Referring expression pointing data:
======
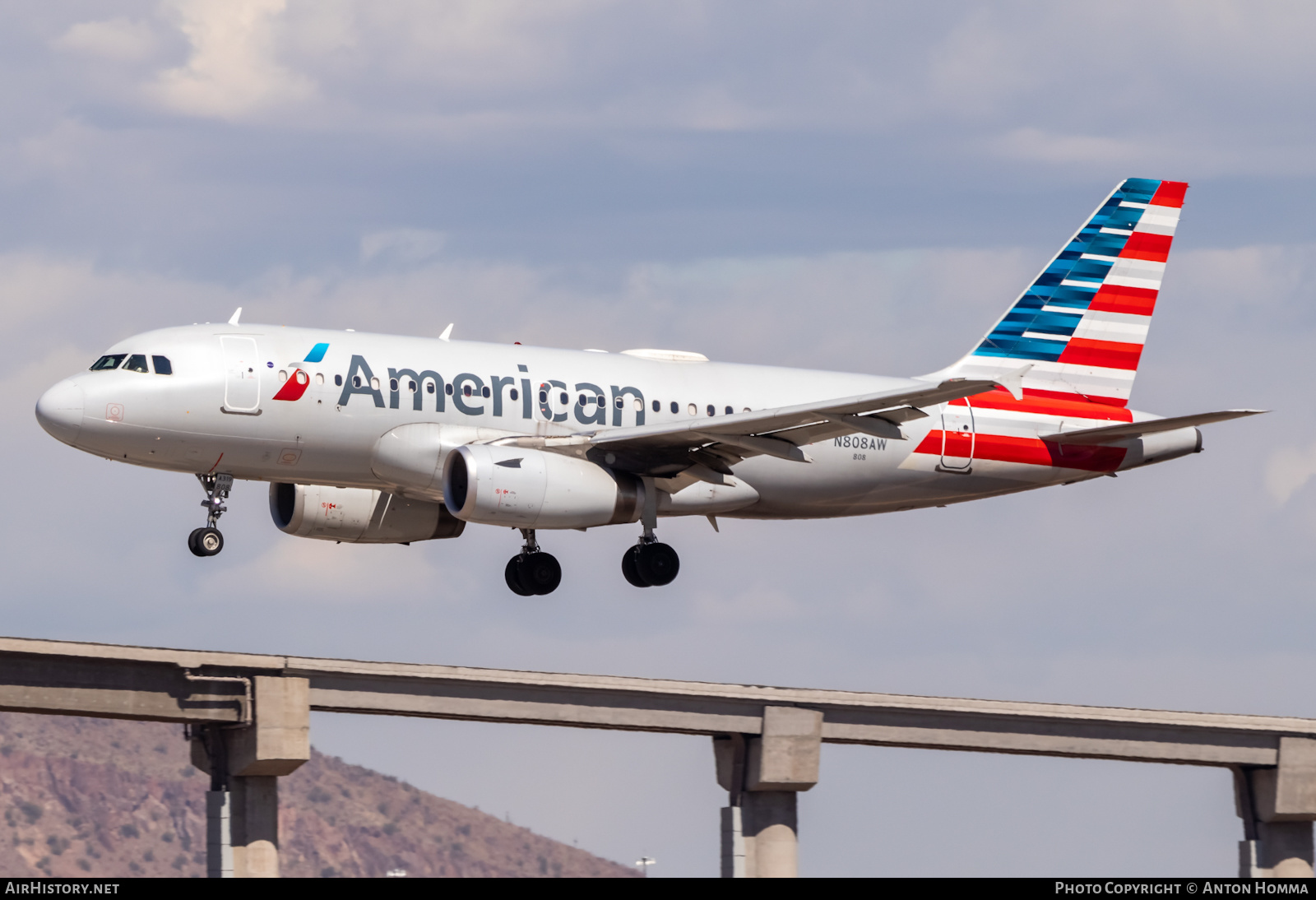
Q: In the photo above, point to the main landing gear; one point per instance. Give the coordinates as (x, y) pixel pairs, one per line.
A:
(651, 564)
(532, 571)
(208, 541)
======
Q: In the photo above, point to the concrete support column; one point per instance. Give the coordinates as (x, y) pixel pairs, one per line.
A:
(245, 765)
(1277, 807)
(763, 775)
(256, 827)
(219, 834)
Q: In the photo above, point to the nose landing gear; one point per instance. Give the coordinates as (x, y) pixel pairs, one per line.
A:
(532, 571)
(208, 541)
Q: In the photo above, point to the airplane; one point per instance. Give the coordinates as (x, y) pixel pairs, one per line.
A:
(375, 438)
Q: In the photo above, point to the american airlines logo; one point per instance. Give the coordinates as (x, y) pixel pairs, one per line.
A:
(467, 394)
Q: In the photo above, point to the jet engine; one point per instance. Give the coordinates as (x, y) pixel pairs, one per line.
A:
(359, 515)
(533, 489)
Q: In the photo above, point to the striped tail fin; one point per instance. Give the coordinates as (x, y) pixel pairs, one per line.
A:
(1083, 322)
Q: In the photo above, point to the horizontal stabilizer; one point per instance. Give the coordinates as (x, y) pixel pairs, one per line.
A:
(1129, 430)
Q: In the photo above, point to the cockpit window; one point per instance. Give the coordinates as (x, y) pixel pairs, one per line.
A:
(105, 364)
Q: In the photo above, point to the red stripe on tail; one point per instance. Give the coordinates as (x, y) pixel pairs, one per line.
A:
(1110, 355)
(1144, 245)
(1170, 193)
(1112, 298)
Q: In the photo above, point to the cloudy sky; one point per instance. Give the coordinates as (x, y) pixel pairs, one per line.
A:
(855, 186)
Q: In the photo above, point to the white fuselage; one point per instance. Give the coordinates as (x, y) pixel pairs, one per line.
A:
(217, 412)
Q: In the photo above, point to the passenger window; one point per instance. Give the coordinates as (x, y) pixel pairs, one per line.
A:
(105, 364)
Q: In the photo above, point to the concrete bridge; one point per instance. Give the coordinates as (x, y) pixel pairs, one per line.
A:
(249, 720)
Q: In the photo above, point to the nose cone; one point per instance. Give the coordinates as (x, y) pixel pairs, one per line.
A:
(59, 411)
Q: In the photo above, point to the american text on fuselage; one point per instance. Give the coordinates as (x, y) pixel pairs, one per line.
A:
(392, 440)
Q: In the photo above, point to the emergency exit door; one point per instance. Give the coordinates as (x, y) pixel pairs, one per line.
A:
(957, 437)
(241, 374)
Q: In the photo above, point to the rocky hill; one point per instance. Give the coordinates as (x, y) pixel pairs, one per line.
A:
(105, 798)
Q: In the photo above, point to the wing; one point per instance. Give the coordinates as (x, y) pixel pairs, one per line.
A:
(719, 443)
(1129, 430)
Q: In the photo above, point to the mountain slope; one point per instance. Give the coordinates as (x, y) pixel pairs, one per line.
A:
======
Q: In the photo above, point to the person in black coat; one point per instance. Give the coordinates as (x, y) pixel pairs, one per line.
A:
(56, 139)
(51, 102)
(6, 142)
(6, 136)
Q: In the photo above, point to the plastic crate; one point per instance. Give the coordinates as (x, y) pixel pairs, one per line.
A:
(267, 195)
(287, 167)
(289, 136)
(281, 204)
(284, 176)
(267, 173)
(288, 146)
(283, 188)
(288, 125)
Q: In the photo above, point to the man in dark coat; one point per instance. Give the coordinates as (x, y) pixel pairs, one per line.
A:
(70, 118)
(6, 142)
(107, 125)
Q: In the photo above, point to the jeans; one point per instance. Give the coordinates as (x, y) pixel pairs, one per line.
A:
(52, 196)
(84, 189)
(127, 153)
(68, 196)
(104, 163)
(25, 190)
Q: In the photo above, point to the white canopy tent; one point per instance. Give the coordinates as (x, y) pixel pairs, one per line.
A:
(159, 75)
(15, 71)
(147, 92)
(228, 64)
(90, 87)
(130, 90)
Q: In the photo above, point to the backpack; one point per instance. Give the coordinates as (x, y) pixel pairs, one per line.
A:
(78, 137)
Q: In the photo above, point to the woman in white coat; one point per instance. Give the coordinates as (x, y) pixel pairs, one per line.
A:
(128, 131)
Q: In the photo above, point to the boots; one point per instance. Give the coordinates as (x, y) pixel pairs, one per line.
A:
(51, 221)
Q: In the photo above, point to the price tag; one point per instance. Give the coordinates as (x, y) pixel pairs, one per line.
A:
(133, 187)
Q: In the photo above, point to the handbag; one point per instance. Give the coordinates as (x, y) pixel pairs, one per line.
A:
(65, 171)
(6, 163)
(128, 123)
======
▶ EXERCISE BRIEF:
Each line above that contains the word "gear" must be copied.

▶ RESULT FOR THIS EXERCISE:
Q: In the photo above, point to the main landing gear; one point per instance. Give the coordinates as (x, y) pixel pairs, one per line.
Q: In the photo above, point to the nose landing gear; one point per instance. Give the coordinates as (x, y) pixel pairs, one per line.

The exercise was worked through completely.